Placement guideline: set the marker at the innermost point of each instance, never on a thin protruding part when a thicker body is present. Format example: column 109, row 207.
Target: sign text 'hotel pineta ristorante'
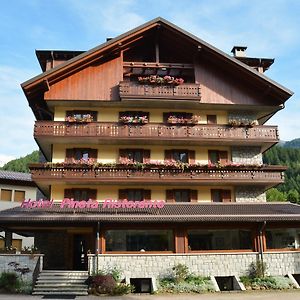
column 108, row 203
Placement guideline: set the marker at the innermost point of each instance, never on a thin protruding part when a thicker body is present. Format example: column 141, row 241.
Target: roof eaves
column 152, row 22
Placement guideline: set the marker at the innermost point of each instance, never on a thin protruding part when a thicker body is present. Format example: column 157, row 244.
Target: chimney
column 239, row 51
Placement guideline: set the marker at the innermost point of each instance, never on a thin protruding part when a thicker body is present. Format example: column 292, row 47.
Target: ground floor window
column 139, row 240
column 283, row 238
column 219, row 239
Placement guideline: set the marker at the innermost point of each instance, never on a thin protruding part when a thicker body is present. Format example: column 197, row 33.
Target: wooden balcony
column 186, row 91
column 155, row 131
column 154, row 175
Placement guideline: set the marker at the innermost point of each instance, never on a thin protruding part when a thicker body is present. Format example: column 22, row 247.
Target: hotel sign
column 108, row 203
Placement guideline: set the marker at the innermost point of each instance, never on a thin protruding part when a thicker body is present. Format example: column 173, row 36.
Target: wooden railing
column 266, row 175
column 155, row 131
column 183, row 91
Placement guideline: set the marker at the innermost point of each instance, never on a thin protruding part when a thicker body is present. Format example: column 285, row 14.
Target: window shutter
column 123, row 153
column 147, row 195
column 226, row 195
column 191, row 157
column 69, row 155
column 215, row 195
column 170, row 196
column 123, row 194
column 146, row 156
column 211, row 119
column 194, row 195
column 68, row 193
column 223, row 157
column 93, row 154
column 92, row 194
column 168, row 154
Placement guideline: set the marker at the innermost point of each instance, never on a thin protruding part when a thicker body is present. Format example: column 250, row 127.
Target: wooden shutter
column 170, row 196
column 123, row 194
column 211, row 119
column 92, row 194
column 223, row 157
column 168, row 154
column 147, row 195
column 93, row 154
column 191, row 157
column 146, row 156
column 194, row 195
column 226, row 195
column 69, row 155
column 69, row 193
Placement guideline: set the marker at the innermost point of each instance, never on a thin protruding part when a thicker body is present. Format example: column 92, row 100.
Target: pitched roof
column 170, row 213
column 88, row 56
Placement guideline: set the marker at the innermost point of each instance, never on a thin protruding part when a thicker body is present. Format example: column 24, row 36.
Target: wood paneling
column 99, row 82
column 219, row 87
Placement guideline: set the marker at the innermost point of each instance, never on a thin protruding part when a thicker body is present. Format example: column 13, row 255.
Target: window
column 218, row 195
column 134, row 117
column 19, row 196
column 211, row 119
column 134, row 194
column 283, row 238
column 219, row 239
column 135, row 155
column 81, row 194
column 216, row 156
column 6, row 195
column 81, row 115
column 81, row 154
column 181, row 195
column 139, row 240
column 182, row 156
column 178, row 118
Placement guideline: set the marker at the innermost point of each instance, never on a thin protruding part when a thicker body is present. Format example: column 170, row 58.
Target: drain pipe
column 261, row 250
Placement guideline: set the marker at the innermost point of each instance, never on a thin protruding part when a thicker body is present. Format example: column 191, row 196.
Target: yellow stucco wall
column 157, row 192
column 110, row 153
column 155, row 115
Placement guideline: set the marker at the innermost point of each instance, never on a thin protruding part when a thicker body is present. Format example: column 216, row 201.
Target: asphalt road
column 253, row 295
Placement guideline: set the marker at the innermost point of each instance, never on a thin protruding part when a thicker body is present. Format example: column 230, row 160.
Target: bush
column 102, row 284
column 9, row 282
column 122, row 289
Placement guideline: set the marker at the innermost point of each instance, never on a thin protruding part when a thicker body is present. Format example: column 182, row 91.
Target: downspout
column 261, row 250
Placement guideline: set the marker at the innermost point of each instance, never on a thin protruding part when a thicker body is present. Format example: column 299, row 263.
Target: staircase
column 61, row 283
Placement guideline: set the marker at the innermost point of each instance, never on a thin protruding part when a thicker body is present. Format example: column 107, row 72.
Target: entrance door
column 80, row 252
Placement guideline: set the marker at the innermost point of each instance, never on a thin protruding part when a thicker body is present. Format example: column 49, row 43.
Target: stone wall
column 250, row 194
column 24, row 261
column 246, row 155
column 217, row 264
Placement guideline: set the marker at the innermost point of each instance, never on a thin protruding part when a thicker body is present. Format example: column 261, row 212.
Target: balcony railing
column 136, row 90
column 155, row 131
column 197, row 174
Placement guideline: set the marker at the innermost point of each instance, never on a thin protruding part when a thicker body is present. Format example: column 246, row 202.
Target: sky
* * *
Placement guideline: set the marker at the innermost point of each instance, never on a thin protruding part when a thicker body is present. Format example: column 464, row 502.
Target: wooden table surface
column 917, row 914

REQUEST: Reproduce everything from the line containing "246, row 202." down to the line containing "Target: sky", switching "marker" to "pin" and leaving all other text unchanged.

RESPONSE TO THE EXERCISE:
Placement guideline: set the pin at the innermost point of each instance, never on a thin protruding part when a thicker body is present. Format example: column 246, row 202.
Target: sky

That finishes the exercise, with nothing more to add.